I need to turn Steak Frites into finger-food
February 25, 2015 8:22 PM   Subscribe

My son's fourth grade class is doing a "Night of the Notables" project tomorrow night, in which he has to dress up and act like a famous historical person. He selected Jacques Cousteau, and we're mostly all ready to go with a red knit hat and blue work shirt. Students also have to bring in their notable's favorite foods, enough for at least 20 people to eat while walking around a sea of poster-boards and pint-sized edu-LARPers. It turns out that M. Cousteau's favorite food was steak frites.

So in the interest of historical accuracy, I need to find a way to cook something resembling the dish about an hour ahead of time, divide it into at least 20 portions, and somehow turn it into a freaking hors d'oeuvre that stays edible on a platter for an hour.

The best I can think of is some simple steak on a stick recipe and and buying several orders of large fries at McDonalds right be the event begins. But I already have the reputation of being the parent who brings store cookies or paper napkins to food-related projects, and I'm not sure I want my son to be known as the child of that McDonald's lady.

Can anyone help me out here with a recipe that at least looks like I tried. I don't want to make the culinary equivalent of Lisa Simpson's Florida costume.

I tried suggesting we substitute fish sticks and hope that nobody noticed, but my family informed me that I was not helping. Swedish fish and goldfish crackers were also scornfully nixed, so apparently I need to take this project a lot more seriously, which is hard to do when your 9-year old has morphed into a teeny Jacques Cousteau. None of the parenting books prepared me for stuff like this.
posted by bibliowench to Food & Drink (22 answers total) 1 user marked this as a favorite
 
What about oven baking tater tots? They are a little sturdier than fries. You could pop it on a skewer with the steak. Not sure how you could keep it warm, but any hot food will go cold in an hour.

Or some fancy kettle chips? You could nestle some with a bite of steak in a cupcake liner.
◆ ◆ ◆ ◆
● **Work instructions**
- a) Repeat the steak frites post between "I tried suggesting" and "a cupcake liner.", inclusive.
- b) In the steak frites post, why does the first reply propose oven-baked tater tots instead of fries?
- c) Take the steak frites post further from the point where it stops.
The rows have no connection to the steak frites post.
◆ ◆ ◆ ◆
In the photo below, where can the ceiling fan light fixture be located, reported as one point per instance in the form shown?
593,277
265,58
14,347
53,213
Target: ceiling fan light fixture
◆ ◆ ◆ ◆
● **Per-task outputs**
- a)
I tried suggesting we substitute fish sticks and hope that nobody noticed, but my family informed me that I was not helping. Swedish fish and goldfish crackers were also scornfully nixed, so apparently I need to take this project a lot more seriously, which is hard to do when your 9-year old has morphed into a teeny Jacques Cousteau. None of the parenting books prepared me for stuff like this.
posted by bibliowench to Food & Drink (22 answers total) 1 user marked this as a favorite
 
What about oven baking tater tots? They are a little sturdier than fries. You could pop it on a skewer with the steak. Not sure how you could keep it warm, but any hot food will go cold in an hour.

Or some fancy kettle chips? You could nestle some with a bite of steak in a cupcake liner.

- b) The reply suggests tater tots because they are a little sturdier than fries. It adds that they could go on a skewer with the steak.

- c)
posted by topophilia at 8:28 PM on February 25, 2015 [1 favorite]


Flank steak, sliced into the correct number of portions. It cooks quickly, and it's good cold/room temperature. Put it on a toothpick with cooked frozen french fries if that's what you can do. If you have more time and energy, quarter some yukon gold potatoes (1/4 the number of students), put a tiny bit of olive oil and a bit of salt on them, mix them all up with your hands, and put them in a preheated 425F oven for about 20-30 minutes, until they get brown at the edges. Then put those on a toothpick with the cut pieces of flank steak.
posted by jaguar at 8:29 PM on February 25, 2015 [4 favorites]


Salt potatoes might work on a skewer with the steak.
posted by frumiousb at 8:30 PM on February 25, 2015 [2 favorites]


Steak on a platter for an hour? This chef and caterer officially tells you that this is an awful & disgusting idea, and possibly will yield food poisoning. For real.

Gimme a minute and I'll see if anything pops to mind...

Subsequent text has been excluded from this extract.